#### 対象の文章
..............................

2011年05月09日
備え本あれば患いなし
薬が、切れた。
明日からの出張が心配だ!
ということで、朝イチで医者へ行ってきました。
以前にも書いたことがありますが、僕は少々血圧が高めでありまして、何年か前から定期的に主治医のもとへ通っています。
連休明けということもあり、医院の待合室は満員御礼です。
「あちゃー、こりぁ、かなり待たされるなぁ。でも出直すのも面倒くさいし…。しまった!こんなことなら読みかけの小説を持ってくればよかった。参ったなぁ……」
と受付で思案していたのですが、
「そうだ!こんな時のために、確かクルマの中に文庫本が置いてあったはず」
と常備本の存在を思い出したのです。
ま、僕は世間で言う “活字中毒” っていう病も患っているんですね。
そのため、“何もしないで待つ” ということができません。
だから、いつもなら “待つ” ことが想定される場合は、必ず本を持って出かけます。
家族で外食するときも、当然、持参します(注文の料理が出て来るまで、間が持ちません)。
ありました、ありました。
後部座席のラックの中に、文庫本が!
それも、最後にいつ読んだのかも思い出せない本が……。
山口瞳・著 『温泉へ行こう』(新潮文庫)

..............................

#### 元の資料
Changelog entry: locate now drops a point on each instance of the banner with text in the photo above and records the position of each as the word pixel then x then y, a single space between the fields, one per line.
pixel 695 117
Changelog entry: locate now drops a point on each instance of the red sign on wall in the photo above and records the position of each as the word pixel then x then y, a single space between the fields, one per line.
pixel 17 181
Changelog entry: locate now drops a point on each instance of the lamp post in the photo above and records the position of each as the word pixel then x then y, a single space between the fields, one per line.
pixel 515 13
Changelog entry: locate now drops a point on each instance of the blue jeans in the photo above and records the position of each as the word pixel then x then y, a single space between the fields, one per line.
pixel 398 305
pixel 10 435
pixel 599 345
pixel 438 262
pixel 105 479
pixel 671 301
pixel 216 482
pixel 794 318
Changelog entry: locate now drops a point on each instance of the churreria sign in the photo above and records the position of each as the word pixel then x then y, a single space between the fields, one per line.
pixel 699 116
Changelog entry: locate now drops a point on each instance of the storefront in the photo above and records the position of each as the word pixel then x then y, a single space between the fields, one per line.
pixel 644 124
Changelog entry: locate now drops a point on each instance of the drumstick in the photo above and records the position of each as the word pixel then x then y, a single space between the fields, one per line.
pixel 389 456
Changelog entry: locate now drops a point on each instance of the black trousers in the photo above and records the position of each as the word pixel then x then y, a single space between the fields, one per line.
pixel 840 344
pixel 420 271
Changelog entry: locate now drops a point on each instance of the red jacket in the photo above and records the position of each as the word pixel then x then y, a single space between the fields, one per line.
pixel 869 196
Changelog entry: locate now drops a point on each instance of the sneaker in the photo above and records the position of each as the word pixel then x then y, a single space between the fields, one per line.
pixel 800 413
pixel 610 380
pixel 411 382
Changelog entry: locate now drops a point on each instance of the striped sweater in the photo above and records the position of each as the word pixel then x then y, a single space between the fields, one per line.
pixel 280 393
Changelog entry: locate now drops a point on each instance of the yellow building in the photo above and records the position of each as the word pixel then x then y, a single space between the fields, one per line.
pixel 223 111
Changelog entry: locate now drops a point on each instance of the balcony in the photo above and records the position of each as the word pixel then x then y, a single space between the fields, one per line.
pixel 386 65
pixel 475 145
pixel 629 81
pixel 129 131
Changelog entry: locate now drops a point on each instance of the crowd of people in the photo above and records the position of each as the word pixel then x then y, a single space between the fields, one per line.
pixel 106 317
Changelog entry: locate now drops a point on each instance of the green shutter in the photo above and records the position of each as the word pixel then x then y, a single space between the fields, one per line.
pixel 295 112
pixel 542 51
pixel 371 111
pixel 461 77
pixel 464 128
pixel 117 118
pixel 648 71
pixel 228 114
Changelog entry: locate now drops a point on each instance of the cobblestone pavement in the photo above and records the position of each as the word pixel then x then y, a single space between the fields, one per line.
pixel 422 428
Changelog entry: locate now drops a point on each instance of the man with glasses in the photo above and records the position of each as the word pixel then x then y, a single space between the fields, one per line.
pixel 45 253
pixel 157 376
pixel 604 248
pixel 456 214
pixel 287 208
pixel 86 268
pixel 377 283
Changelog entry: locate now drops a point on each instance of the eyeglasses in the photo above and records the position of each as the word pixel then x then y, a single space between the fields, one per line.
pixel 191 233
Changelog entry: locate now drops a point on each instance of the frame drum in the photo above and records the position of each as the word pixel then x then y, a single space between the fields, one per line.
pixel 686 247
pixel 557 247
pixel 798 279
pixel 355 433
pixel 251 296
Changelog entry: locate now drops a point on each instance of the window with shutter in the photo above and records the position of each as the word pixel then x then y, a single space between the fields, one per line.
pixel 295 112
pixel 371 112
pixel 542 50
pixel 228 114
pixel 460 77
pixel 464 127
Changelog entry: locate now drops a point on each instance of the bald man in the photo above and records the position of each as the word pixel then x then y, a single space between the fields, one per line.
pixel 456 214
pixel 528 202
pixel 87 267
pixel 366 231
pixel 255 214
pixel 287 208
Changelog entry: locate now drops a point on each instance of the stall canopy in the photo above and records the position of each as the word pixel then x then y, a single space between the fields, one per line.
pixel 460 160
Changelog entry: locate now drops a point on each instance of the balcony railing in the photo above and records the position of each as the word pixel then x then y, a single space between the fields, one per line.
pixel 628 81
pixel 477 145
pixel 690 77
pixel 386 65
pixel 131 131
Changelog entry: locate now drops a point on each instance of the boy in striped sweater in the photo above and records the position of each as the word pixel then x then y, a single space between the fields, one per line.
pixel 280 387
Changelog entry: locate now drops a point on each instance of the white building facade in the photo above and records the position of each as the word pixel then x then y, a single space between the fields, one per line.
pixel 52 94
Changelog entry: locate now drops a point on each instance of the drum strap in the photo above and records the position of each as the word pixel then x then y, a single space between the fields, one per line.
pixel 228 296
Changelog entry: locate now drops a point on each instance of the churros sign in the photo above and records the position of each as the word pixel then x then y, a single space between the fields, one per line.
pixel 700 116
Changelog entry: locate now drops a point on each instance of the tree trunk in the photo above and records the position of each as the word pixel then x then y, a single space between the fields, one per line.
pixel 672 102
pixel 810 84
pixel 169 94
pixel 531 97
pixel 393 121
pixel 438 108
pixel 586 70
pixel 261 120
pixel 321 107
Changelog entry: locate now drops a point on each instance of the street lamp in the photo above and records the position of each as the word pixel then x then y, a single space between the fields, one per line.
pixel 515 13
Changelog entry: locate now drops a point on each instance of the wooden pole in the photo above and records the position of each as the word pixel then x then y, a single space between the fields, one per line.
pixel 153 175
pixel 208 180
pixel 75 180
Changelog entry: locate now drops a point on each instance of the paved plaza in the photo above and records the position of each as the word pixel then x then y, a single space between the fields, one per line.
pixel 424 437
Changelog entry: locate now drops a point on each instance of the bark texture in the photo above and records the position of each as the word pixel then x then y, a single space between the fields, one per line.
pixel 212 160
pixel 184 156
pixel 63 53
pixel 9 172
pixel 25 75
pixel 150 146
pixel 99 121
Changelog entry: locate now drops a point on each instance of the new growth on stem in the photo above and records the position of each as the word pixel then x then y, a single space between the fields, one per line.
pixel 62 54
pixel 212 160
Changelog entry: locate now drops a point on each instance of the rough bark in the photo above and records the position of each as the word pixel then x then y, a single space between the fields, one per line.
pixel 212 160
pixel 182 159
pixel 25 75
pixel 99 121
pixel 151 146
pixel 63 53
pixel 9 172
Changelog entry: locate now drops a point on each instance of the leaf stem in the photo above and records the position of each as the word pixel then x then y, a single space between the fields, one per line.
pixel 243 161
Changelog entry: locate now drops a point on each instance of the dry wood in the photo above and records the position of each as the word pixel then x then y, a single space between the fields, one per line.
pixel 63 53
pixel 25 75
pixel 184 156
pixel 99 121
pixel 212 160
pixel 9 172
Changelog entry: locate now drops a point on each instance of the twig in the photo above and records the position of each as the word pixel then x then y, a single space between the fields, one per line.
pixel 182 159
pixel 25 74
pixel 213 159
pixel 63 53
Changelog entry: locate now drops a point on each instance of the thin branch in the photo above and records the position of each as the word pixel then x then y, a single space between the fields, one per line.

..............................

#### 作業内容
- 1) 常備本をめぐる文章の内容を2文で要約してください。
- 2) 常備本をめぐる文章を、最後に挙げられた書名のあとから書き進めてください。

#### 各問の解答
- 1) 血圧が高めの筆者は、翌日からの出張を前に薬が切れたため朝一番に医者へ行ったが、連休明けで待合室は満員だった。活字中毒で何もせずに待つことができない筆者は、クルマに置いていた文庫本を思い出し、後部座席のラックで山口瞳の『温泉へ行こう』を見つけた。

- 2)
温泉好きには有名な、直木賞作家の温泉旅エッセーです。
エッセーの中には、たびたび、「スバル君」という旅の同行者が出てきます。
実は、このスバル君は、月刊誌の編集者です。
当初は、山口先生の将棋対戦記の連載を担当していたのですが、3回目の対局が終わったときに「還暦近くになり、体力的にしんどいので連載を降ろして欲しい」とお願いされてしまいます。
で、スバル君。
「先生は糖尿病もあるし、高血圧だし、全国の温泉で湯治の旅をしていただこう」
と考えつき、始まった連載が、この 『温泉へ行こう』 なんだそうです。
スバル君には、こんなエピソードがあります。
『私は昂(たかし) という名前ですが、最初に名刺を出したときに “昴(すばる)” と先生が誤読されたことから、連載では「スバル君」として登場するようになりました』
(新潮社・石井昂さんの談 /『作家と温泉』河出書房新書より )
常備本のおかげで、40分の待ち時間を持て余すことなく、楽しく過ごすことができました。
僕は、このようにTPOに合わせて、本を読み替えるクセがあります。
カバンの中には文庫本(エッセー)、ベッドの枕元には文庫本(小説)、机の上には単行本(温泉や歴史、資料関係) と、手の届くところに “活字” が常備されています。
「備え本あれば患(うれ)いなし」 ですから。